### SOURCE EXTRACT
———

Institutional consolidation—whether via national organizations like Lippard’s Brotherhood of the Union and Evans’s National Industrial Congress (NIC), or local ones, like trade assemblies—mattered to radicals who saw “association” as a path to power. Most often, association referred to the principle of workers pooling capital and sharing profits, effectively cutting out the merchant or manufacturer who claimed a portion of their labor. Schemes for producer and consumer cooperatives abounded around midcentury. But association, as the call for “fraternity” in 1848 and “brotherhood” in Lippard’s secret society implied, had other meanings too. Perhaps most importantly, it marked a cry for producer solidarity in the wake of the riots. Association meant here the “Union of the Workers against the Idlers who do not work.”45
Radicals crafted a role for themselves that today we might call that of the “organic intellectual.” To raise the consciousness of the city’s producers and awaken them to their common interests, however, required challenging the economic elite in civil society. Radicals attacked the American bourgeois press for its hostility to European revolutions, for instance, while Lippard decried Philadelphia’s “Anti-Socialist” papers. In The Quaker City, the author portrays a newspaper editor, the risible Buzby Poodle, as one of the “monks” lording it over Philadelphia.46 Class consolidation required continually challenging such voices.

———

### STORED ROWS
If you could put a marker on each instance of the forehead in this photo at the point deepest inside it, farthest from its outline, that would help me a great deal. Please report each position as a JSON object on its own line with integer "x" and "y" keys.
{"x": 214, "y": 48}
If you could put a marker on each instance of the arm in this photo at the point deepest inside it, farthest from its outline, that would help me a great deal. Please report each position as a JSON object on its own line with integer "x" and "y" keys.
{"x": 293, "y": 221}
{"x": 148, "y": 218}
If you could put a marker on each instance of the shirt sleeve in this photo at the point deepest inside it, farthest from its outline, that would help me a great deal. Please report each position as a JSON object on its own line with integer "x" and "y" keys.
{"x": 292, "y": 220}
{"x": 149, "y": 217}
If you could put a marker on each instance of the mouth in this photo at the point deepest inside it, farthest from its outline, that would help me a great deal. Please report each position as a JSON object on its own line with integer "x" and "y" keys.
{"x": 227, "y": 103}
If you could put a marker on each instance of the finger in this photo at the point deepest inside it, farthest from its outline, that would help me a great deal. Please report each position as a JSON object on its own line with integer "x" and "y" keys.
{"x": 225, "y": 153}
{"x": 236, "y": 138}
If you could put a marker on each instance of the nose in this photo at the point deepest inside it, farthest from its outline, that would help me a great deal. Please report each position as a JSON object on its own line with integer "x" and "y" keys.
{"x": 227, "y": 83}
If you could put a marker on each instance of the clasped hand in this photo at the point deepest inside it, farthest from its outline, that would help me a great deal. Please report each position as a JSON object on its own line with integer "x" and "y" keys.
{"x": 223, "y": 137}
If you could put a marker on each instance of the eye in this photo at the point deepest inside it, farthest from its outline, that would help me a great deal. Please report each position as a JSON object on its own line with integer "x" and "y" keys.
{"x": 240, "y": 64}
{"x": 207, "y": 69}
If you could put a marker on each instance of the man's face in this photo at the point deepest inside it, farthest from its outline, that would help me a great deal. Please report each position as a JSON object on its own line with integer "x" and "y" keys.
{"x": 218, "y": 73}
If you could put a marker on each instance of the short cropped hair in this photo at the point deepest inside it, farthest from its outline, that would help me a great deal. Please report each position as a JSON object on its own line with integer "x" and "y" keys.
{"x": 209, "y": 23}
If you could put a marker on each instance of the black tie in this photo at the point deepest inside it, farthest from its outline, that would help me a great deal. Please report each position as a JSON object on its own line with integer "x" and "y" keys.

———

### AIM
From the passage on radicals and association, answer these:
1. Whose national organization was the National Industrial Congress?
2. What did "association" most often refer to?
3. What is the name of the newspaper editor portrayed in The Quaker City?

### ANSWER BELOW
1. Evans's.
2. The principle of workers pooling capital and sharing profits, which cut out the merchant or manufacturer who claimed a portion of their labor.
3. Buzby Poodle.